(Required work) Return each line below holding the string "conical".

(Exercise data)
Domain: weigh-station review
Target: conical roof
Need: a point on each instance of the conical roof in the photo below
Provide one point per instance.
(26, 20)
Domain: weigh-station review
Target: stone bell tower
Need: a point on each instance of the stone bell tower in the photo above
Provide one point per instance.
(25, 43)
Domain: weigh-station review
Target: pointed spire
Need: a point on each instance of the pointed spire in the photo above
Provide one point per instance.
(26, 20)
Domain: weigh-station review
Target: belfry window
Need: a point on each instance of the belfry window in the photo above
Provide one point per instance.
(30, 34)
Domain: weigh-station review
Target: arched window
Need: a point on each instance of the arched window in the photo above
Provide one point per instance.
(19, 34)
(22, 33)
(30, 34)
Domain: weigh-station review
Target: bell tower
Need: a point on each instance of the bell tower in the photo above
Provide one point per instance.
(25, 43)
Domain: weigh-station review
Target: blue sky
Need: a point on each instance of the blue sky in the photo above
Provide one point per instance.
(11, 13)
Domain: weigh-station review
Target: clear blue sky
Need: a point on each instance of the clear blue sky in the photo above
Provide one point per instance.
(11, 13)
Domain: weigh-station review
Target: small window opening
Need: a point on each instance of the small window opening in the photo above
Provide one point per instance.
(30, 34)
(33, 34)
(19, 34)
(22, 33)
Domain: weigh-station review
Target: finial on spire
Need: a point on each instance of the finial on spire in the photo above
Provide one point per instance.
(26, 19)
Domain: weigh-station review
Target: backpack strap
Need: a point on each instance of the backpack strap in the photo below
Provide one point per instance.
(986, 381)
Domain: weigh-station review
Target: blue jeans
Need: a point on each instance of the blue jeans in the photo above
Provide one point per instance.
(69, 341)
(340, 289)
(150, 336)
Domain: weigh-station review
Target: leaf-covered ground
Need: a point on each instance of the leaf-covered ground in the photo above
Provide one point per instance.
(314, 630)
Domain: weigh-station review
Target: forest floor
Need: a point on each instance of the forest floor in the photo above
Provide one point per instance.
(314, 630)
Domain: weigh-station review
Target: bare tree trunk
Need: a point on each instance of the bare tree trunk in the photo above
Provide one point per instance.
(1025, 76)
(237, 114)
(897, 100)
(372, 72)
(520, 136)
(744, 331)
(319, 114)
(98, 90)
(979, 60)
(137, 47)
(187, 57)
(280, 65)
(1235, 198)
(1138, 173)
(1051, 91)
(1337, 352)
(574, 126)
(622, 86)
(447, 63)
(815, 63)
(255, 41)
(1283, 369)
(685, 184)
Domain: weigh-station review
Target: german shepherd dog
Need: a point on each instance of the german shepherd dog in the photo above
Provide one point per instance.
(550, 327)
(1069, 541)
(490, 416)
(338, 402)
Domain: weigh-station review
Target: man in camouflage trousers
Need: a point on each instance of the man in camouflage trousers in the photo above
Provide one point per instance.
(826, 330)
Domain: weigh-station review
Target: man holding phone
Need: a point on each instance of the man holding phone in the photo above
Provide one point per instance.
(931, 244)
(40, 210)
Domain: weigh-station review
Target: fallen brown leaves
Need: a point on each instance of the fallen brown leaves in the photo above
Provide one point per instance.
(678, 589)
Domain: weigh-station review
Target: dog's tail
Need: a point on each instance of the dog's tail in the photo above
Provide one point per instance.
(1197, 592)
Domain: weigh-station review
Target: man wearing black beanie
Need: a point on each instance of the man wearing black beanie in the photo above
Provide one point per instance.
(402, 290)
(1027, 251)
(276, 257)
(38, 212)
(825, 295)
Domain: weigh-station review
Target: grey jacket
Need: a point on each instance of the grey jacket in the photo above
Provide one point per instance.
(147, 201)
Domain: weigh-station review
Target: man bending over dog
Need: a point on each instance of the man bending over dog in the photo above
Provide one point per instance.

(Your solution)
Target: conical roof
Need: a point on each instance of the conical roof in the photo below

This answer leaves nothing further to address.